- _WHAT TO DO_:
Set down exactly the lines from the one containing "Practice step: locate the sculpted" through the end of the records below, both included, and nothing else.

- _TASK INPUTS_:
--- START ---

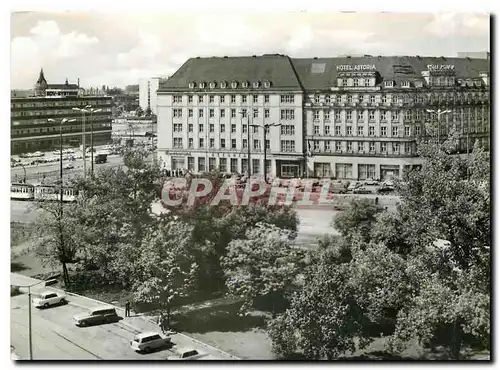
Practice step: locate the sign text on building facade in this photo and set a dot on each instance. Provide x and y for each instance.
(440, 67)
(356, 67)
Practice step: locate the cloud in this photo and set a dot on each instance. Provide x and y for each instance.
(46, 45)
(458, 24)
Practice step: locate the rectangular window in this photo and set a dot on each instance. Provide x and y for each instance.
(201, 164)
(177, 142)
(234, 165)
(191, 163)
(395, 131)
(287, 114)
(287, 145)
(287, 98)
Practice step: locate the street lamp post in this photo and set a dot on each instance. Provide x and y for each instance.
(266, 128)
(30, 340)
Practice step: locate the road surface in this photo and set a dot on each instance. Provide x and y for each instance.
(51, 170)
(55, 336)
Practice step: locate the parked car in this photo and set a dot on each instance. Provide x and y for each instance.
(49, 298)
(97, 315)
(146, 342)
(187, 355)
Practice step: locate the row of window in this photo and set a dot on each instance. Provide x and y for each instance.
(285, 114)
(360, 147)
(286, 145)
(60, 103)
(406, 98)
(54, 112)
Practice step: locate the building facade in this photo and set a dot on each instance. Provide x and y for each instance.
(31, 129)
(344, 118)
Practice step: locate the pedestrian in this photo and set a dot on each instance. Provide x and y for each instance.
(127, 309)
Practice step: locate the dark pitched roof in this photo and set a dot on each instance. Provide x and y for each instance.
(275, 68)
(321, 73)
(63, 86)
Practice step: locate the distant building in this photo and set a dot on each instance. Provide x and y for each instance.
(474, 54)
(31, 129)
(148, 88)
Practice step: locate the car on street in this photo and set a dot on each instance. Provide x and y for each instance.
(188, 354)
(96, 315)
(148, 341)
(49, 298)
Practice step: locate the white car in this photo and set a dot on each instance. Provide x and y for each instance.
(190, 355)
(146, 342)
(49, 298)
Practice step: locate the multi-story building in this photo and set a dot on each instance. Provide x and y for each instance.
(32, 130)
(148, 97)
(207, 109)
(346, 118)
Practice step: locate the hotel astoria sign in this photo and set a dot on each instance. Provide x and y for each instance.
(356, 67)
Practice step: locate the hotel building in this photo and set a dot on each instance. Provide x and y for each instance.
(346, 118)
(31, 129)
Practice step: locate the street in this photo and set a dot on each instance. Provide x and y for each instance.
(56, 337)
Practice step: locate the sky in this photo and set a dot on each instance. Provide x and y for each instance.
(116, 49)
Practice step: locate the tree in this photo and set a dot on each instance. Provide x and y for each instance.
(263, 265)
(324, 320)
(165, 271)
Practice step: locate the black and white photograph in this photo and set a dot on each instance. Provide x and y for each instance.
(234, 186)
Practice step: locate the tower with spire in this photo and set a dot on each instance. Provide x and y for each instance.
(41, 85)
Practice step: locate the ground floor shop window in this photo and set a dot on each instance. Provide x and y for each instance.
(343, 170)
(322, 170)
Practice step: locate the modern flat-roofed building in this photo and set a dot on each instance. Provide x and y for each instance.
(346, 117)
(31, 129)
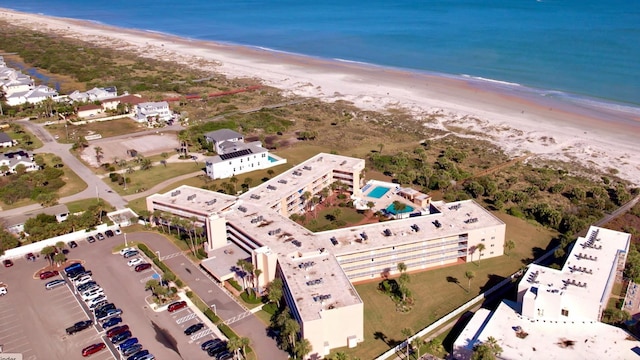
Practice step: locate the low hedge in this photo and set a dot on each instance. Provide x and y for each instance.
(235, 284)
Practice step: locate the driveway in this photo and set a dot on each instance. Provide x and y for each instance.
(226, 307)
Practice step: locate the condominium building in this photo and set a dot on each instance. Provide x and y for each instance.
(557, 313)
(318, 269)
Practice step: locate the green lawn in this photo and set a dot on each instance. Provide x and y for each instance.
(141, 180)
(436, 295)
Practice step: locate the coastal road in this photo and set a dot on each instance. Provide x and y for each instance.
(226, 307)
(95, 186)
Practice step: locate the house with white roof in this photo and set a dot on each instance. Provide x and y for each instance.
(34, 96)
(557, 313)
(15, 158)
(152, 112)
(235, 156)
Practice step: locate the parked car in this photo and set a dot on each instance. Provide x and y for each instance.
(131, 253)
(48, 274)
(117, 330)
(92, 349)
(135, 261)
(79, 326)
(126, 250)
(193, 329)
(139, 355)
(121, 337)
(210, 343)
(111, 322)
(87, 286)
(132, 350)
(109, 314)
(176, 306)
(142, 267)
(127, 343)
(54, 284)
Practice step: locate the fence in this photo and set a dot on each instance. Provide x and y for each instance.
(38, 246)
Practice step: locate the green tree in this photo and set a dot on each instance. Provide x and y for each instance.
(469, 275)
(407, 332)
(509, 245)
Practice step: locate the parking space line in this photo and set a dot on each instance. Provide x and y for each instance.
(201, 334)
(185, 318)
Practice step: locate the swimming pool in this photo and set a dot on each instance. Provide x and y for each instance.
(392, 209)
(378, 192)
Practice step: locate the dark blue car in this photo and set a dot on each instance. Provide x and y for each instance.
(127, 343)
(132, 350)
(138, 355)
(121, 337)
(111, 322)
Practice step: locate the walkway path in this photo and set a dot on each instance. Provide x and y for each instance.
(226, 307)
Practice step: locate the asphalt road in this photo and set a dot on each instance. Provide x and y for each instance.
(226, 307)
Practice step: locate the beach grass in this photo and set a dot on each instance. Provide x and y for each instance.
(436, 295)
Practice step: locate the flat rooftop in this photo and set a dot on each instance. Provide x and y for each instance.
(551, 340)
(292, 180)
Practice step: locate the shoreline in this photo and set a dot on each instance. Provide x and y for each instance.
(517, 121)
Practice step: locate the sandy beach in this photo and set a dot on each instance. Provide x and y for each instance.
(518, 122)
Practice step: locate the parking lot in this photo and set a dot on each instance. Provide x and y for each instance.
(34, 319)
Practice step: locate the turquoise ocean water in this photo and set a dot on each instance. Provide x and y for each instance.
(584, 51)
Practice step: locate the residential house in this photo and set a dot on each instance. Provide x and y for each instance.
(6, 140)
(152, 112)
(95, 94)
(15, 158)
(34, 96)
(235, 156)
(90, 110)
(222, 136)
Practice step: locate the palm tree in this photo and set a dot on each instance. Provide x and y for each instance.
(302, 348)
(469, 275)
(407, 332)
(480, 249)
(509, 245)
(48, 252)
(99, 153)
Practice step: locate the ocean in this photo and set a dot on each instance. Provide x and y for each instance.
(583, 51)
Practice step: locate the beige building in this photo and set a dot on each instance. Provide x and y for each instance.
(557, 315)
(318, 269)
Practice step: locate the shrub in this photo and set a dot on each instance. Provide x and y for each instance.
(226, 330)
(235, 284)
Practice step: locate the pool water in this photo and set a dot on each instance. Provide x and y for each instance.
(378, 192)
(392, 209)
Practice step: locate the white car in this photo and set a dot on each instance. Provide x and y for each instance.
(135, 261)
(126, 250)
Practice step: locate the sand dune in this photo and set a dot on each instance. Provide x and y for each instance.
(517, 122)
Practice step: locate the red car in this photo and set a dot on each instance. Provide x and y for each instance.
(142, 267)
(92, 349)
(117, 330)
(48, 274)
(177, 306)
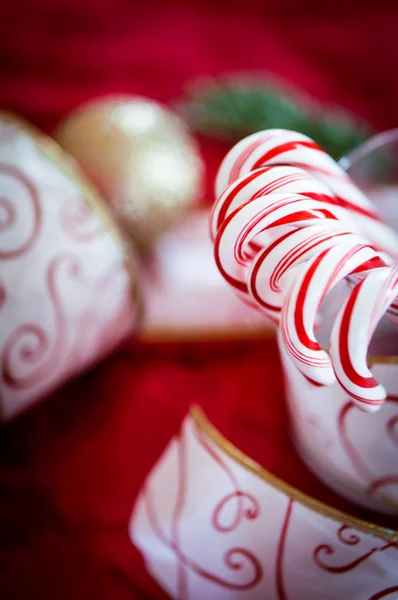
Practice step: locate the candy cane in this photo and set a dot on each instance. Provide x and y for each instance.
(353, 330)
(284, 239)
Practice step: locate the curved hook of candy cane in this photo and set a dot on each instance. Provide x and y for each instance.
(283, 147)
(352, 332)
(303, 300)
(274, 267)
(232, 250)
(274, 147)
(267, 180)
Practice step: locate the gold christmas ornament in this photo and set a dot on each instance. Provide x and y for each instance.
(142, 158)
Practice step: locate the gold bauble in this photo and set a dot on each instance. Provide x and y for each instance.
(141, 156)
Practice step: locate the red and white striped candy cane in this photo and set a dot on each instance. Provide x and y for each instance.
(283, 240)
(282, 147)
(353, 330)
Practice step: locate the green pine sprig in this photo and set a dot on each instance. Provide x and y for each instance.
(232, 107)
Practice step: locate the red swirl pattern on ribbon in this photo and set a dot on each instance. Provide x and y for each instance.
(92, 325)
(324, 550)
(30, 345)
(8, 212)
(235, 558)
(78, 221)
(281, 551)
(239, 496)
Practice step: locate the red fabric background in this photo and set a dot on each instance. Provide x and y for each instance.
(70, 470)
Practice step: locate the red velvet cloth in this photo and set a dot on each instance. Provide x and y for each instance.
(70, 470)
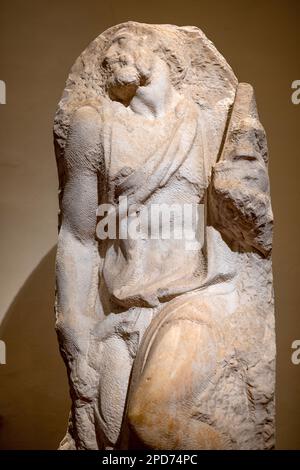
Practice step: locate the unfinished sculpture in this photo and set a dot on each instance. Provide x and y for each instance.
(167, 346)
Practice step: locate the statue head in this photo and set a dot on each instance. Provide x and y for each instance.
(130, 62)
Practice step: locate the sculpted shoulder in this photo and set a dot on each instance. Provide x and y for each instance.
(84, 143)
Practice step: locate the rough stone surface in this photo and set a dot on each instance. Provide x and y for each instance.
(165, 347)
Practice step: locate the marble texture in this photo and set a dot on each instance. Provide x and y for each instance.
(165, 347)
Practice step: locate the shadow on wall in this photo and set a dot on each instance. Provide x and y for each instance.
(34, 400)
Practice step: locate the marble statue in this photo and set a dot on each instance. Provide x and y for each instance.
(168, 340)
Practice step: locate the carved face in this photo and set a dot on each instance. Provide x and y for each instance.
(129, 63)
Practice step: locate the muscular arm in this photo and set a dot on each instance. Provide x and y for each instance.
(240, 196)
(77, 262)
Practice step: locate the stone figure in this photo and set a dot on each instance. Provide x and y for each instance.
(168, 344)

--- END ---

- _RESULT BELOW_:
Practice step: locate the sculpted shoulder in this photo and set a dot on each instance. Provide x and y for each instance.
(84, 143)
Practice step: locate the rough stone surface in this photo and set a dot on each instance. Provide x and y for each instance.
(165, 347)
Practice step: locate the marble texture in this photo and set a dot on each instance. Provide x and y for each instance.
(165, 347)
Practice step: locate the shadow on wall in this photo and set a dot on each instance. Provide x and y for each instance.
(34, 400)
Practice step: locate the marble statue in this photo and set a dot on each instance. Provide x and y for each instance.
(168, 340)
Practice step: locate the carved face in this photo and set a dot on each instance. Provide x and y for each instance.
(129, 63)
Practice step: locate the muscular arm in this photo and set a dot on each instance. Provide x and y for each instance.
(240, 196)
(77, 262)
Practice step: locate the stone figure in this photo and set a dot on each instance. Provide x and y for each instance.
(168, 344)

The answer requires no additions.